Exercise: Can you copy out the lines below word for word, leaving out the pictures?

Stored rows:
◇ ◇ ◇ ◇
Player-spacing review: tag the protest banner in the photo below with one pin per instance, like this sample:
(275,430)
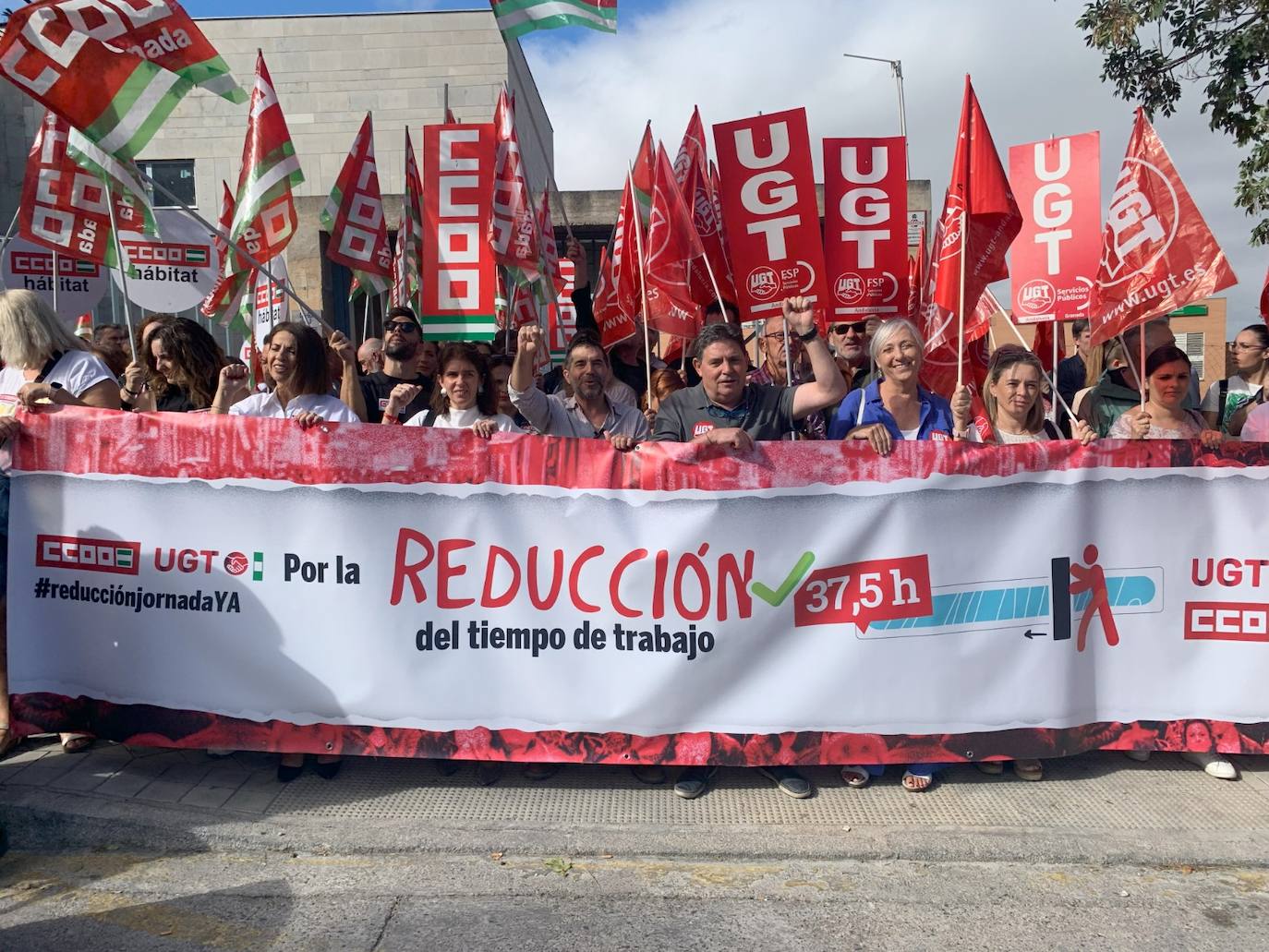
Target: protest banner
(460,273)
(705,609)
(80,284)
(1056,183)
(865,225)
(769,211)
(170,273)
◇ ◇ ◇ ◇
Output:
Player-spacing review: tag the protest banner in the photo below with one pin per instance, like this sample:
(275,430)
Target: protest banner
(460,273)
(705,609)
(80,284)
(1056,183)
(865,225)
(769,211)
(170,273)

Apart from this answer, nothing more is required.